[Verilen Metin]:
|---|

Et ve Süt fiyatları dizginlenemiyor, üreticinin yüzü gülmüyor
Sanayiye verilen sütün yaklaşık yüzde 15’ini üreten küçük, orta ve büyük ölçekli büyükbaş hayvancılık işletmelerini temsil eden Tüm Süt, Et ve Damızlık Sığır Yetiştiricileri Derneği (TÜSEDAD), üyelerinin tespit ve görüşlerini dikkate alarak hazırladığı kırmızı et ve süt üreticilerinin sorunlarını içeren 7 sayfalık bir rapor hazırladı. Tarım Editörü İrfan Donat’ın yazısından raporun detaylarına eriştik.
Raporda son bir yıllık kaba yem fiyatlarındaki artış ortaya konuyor. Buna göre, hayvancılıkta önemli girdilerden biri olan mısır silajı son bir yılda yüzde 64,7; yonca yüzde 69,7 ve saman yüzde 138,3 oranında artmış.
Kaba yemlerde yüzde 64,7 ile yüzde 138,3 arasında bir artış olurken, Ulusal Çiğ Süt Konseyi, 1 Ocak-31 Temmuz arasında litresi 8,5 TL olan çiğ sütün tavsiye fiyatını 1 Ağustos 2023 itibariyle yüzde 35 oranında artırarak 11,5 TL’ye çıkardı. Ocak 2023’ten önceki çiğ süt tavsiye fiyatı da 7,5 TL idi.
Bu ne demektir?
Çiftçi süt hayvanını beslemek için alacağı yemi geçen yıla göre yüzde 65-138 oranında bir artışla satın alacak. Ancak elde ettiği sütü yüzde 35-40 oranında bir artışla satabilecek. Yani külliyen zarar edecek.

|---|

[Alıştırma 1]:
Listede "One marker belongs on each instance of the speckled" ifadesini içeren satırla "[(393, 195), (363, 148)]" ifadesini içeren satır arasındaki satırları, her iki uç dahil, olduğu gibi kopyalayın.

|---|

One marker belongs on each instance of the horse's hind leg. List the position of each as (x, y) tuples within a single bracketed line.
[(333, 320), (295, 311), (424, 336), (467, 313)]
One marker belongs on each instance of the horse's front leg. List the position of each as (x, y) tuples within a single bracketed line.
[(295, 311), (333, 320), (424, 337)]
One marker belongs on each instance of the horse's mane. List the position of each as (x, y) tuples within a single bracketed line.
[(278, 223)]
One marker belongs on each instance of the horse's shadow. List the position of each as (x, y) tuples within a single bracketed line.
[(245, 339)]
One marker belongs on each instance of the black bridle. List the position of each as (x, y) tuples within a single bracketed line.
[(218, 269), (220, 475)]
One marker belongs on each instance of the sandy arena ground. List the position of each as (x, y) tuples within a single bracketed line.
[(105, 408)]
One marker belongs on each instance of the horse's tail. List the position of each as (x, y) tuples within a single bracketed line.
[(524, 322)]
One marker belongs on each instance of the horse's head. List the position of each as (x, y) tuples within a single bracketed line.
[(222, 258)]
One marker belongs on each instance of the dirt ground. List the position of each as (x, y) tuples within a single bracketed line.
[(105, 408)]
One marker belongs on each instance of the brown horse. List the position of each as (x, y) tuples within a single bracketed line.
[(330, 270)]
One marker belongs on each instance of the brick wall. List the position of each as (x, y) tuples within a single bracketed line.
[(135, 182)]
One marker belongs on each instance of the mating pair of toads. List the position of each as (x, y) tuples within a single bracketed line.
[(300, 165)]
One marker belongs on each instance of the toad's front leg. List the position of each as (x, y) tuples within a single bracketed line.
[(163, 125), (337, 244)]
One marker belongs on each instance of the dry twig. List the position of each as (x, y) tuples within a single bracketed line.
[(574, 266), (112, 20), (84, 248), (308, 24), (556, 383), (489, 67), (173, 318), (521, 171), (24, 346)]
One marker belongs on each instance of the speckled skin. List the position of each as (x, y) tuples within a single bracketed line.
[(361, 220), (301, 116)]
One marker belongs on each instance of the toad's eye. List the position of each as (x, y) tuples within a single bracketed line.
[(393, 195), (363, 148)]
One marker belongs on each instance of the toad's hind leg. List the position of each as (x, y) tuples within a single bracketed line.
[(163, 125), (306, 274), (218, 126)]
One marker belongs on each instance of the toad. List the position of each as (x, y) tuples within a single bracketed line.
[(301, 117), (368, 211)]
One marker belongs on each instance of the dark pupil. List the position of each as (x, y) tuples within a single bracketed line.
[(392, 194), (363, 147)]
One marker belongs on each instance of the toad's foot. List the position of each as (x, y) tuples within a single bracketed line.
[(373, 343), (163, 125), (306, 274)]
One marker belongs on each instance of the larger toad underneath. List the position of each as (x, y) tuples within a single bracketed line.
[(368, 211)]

|---|

[Alıştırma 2]:
Et ve süt fiyatlarıyla ilgili metne göre yanıtlayın:
(a) TÜSEDAD'ın hazırladığı rapor kaç sayfadan oluşuyor?
(b) Saman fiyatı son bir yılda yüzde kaç oranında artmış?
(c) 1 Ağustos 2023 itibarıyla çiğ sütün tavsiye fiyatı kaç TL'ye çıkarıldı?

[Görev Çözümü 1]:
One marker belongs on each instance of the speckled skin. List the position of each as (x, y) tuples within a single bracketed line.
[(361, 220), (301, 116)]
One marker belongs on each instance of the toad's eye. List the position of each as (x, y) tuples within a single bracketed line.
[(393, 195), (363, 148)]

[Görev Çözümü 2]:
(a) 7 sayfa.
(b) Yüzde 138,3.
(c) 11,5 TL.